• _The data_

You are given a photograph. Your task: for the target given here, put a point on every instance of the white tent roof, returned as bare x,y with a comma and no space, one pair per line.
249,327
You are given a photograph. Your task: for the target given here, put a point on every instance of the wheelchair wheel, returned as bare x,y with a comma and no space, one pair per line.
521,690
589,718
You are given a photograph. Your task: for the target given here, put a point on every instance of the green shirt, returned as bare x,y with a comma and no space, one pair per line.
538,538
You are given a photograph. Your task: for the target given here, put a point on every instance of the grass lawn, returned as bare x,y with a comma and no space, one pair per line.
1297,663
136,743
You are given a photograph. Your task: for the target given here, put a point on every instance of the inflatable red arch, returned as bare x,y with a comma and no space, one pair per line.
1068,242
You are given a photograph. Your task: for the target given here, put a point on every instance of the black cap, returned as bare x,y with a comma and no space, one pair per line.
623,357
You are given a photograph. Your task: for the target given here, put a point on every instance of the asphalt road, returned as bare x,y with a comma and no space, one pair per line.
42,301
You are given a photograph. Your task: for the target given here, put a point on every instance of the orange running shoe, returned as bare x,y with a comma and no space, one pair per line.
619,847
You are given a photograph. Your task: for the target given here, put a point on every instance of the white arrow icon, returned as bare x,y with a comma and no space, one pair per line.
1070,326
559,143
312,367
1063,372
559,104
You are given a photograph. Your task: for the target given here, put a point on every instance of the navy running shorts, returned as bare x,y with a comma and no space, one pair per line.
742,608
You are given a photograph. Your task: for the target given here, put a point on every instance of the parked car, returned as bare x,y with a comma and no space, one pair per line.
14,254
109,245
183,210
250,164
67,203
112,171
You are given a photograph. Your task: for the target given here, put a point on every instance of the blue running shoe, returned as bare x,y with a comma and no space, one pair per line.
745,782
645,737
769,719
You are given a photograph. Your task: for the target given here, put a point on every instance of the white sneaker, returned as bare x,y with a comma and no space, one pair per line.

• _Request_
Reproduce every line of the data above without changing a word.

• _Result of the exercise_
You are given a photograph. Your task: for the target given here, put a point on every instance of the white tent roof, returned as bare x,y with a comma and no space, one pair per line.
249,327
You are given a photograph. Your task: for the target given here, put a point on every instance of the wheelchair wheel, returned as bare x,y with a comma and no space, one pair per line.
521,690
589,718
You are given a photograph. Your task: for the target given here, put a point on every instance of the green shirt, returned as bare x,y with a comma and no space, one pair per line.
538,538
You are given a photograph. Your task: for the target given here, put a point on every instance of the grass lawn, returned as bare x,y with a comma and no space, one pair per line.
1297,663
136,743
You are given a photograph. Your task: for the target given here, put a point on every instance of the inflatable red arch, returned as bare x,y with a comma and no space, one pair per line.
1068,242
You are given a photograph. Your task: for the target given here, put a point on every instance of the black cap, returned as bare x,y with a comma and no space, one pair per line.
623,357
You are given a photograph. Your task: for the target given here, put a point on every instance of the asphalt road, returned as bare x,y with a comma and no space, one pair per line.
42,301
You are given a photograph. Your task: for the target given here, put a point on every instance of the orange running shoe, returned as bare x,y with a comma and no space, one pair per line.
619,847
You are given a photograph. Your task: for the target given here, put a point on every instance of the white arrow icon, returned as bare x,y with a comma and no space, one pair per line.
1070,326
559,143
312,367
1063,372
559,104
You are given a photograph. Your task: for the target given here, put a point on every instance of the navy running shorts, returned as bare x,y with a comma and no space, one pair per line.
742,608
You are given a photograph. Your task: for the target given here, put a point on every instance of the parked car, returned as bare x,y with a comma and no space, one pair per line.
14,254
109,245
183,210
250,164
67,203
112,171
You are given a photograph. Your task: for the target given here, put a point on every instance of the blue running shoe, returned as bare x,y with a comma and no space, one pair per line.
745,782
645,737
769,719
You are given a photograph. Your task: for the target given here, put a point on every instance of the white sneaker, returned as bare x,y with a comma and no space, one pair per line.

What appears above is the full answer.